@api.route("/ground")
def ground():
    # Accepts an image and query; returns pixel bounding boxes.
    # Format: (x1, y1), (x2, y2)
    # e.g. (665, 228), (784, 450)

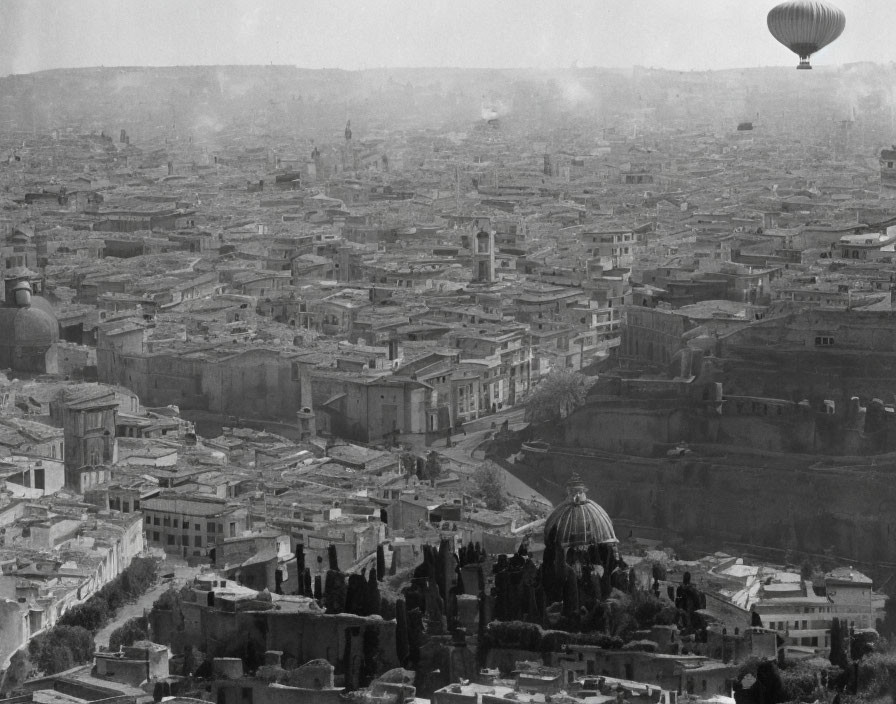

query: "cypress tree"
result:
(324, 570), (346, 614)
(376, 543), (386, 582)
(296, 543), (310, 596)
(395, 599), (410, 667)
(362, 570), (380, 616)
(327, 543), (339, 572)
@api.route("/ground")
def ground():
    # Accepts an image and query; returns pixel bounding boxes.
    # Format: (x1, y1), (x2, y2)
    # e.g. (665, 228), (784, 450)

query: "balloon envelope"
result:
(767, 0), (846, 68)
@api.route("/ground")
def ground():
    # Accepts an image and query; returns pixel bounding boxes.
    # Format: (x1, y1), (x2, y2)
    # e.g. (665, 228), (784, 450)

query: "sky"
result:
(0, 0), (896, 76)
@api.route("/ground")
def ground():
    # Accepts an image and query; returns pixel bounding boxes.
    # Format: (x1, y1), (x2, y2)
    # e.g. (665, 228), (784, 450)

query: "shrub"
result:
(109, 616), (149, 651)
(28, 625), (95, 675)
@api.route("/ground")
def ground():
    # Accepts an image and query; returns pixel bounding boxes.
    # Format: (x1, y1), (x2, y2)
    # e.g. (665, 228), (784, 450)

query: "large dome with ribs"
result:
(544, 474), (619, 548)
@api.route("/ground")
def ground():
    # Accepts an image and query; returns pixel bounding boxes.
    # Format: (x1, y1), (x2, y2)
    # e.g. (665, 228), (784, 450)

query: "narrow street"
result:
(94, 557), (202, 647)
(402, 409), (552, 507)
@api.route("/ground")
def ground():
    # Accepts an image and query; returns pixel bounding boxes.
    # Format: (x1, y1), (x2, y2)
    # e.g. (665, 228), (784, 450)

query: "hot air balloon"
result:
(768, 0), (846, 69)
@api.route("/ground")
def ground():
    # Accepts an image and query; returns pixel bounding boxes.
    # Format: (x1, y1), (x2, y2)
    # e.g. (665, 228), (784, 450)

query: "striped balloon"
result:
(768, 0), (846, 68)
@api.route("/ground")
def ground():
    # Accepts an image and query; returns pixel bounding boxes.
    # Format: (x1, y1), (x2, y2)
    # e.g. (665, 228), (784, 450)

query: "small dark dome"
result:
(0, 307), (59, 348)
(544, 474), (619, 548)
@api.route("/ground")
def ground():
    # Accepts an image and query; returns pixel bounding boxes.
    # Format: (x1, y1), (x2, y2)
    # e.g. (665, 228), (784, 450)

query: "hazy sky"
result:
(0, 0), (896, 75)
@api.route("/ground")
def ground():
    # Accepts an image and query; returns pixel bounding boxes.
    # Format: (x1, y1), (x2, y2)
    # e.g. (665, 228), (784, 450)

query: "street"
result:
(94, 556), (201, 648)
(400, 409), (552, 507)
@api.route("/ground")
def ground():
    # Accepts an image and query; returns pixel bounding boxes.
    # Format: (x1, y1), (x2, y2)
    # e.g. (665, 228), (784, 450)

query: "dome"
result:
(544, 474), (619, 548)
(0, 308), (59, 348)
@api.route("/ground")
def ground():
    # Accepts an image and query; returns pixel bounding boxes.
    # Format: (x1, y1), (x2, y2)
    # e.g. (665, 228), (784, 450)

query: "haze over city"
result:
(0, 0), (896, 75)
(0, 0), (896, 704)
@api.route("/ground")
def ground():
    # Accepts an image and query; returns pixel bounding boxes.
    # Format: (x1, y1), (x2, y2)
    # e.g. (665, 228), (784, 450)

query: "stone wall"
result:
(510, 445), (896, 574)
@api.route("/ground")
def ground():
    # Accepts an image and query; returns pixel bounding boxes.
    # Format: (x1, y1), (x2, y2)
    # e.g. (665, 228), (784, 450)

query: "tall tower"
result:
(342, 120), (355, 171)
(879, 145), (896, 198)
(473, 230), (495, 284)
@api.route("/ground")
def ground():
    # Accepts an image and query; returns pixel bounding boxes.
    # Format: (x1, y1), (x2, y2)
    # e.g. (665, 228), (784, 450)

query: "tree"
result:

________________

▶ _Request_
Change "balloon envelope" to "balloon basket" in the rows from the start through the line with "(0, 0), (896, 76)", and give those lines again with nothing else altered. Leave the pictures out.

▶ _Completed exercise_
@api.route("/ground")
def ground():
    # Accepts an image and query; returns pixel bounding boxes.
    # Format: (x1, y1), (x2, y2)
    # e.g. (665, 228), (784, 450)


query: "cypress tree"
result:
(324, 570), (346, 614)
(376, 543), (386, 582)
(296, 543), (310, 596)
(395, 599), (410, 667)
(362, 570), (380, 616)
(327, 543), (339, 572)
@api.route("/ground")
def ground():
    # Accepts an image and query; returns pixel bounding boxes.
    # Format: (x1, y1), (x2, y2)
    # e.g. (665, 228), (784, 450)

query: "balloon basket"
result:
(767, 0), (846, 68)
@api.route("/ground")
def ground():
    # Accepts an image and query; returns pixel bounding boxes.
    # Format: (x1, y1), (x2, y2)
    # e.g. (665, 228), (784, 450)

query: "sky"
result:
(0, 0), (896, 76)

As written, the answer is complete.